> 作業内容:
以下の行のうち、文字列「image」を含むものがいくつあるか数え、その数だけを答えよ。

バウンディングボックス注釈の行:
◇ ◇ ◇ ◇

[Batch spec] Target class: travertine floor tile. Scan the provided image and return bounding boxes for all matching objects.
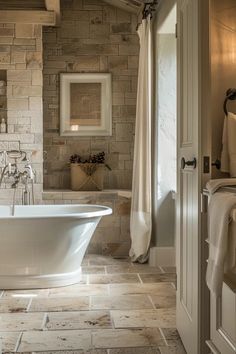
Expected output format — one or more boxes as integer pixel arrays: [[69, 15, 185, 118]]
[[140, 273, 176, 283], [18, 330, 91, 353], [89, 274, 140, 284], [150, 294, 176, 309], [0, 255, 179, 354], [2, 289, 49, 298], [46, 311, 112, 330], [0, 298, 30, 313], [82, 266, 106, 274], [106, 263, 163, 274], [111, 309, 176, 328], [108, 347, 161, 354], [109, 283, 173, 296], [25, 349, 108, 354], [92, 328, 165, 348], [0, 332, 21, 353], [162, 328, 180, 340], [161, 267, 176, 273], [89, 255, 130, 266], [160, 340, 186, 354], [91, 295, 153, 310], [49, 284, 108, 297], [28, 296, 89, 312], [0, 313, 45, 331]]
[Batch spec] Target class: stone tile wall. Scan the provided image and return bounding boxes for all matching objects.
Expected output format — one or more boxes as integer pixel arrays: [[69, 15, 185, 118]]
[[0, 24, 43, 204], [43, 0, 139, 189], [43, 190, 131, 256]]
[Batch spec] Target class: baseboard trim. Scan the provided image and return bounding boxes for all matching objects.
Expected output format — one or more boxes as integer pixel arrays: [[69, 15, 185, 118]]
[[149, 247, 175, 267]]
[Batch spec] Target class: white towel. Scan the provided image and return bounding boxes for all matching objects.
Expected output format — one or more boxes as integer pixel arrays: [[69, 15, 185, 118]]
[[221, 112, 236, 177], [206, 192, 236, 296], [206, 178, 236, 195]]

◇ ◇ ◇ ◇

> 期待される出力:
4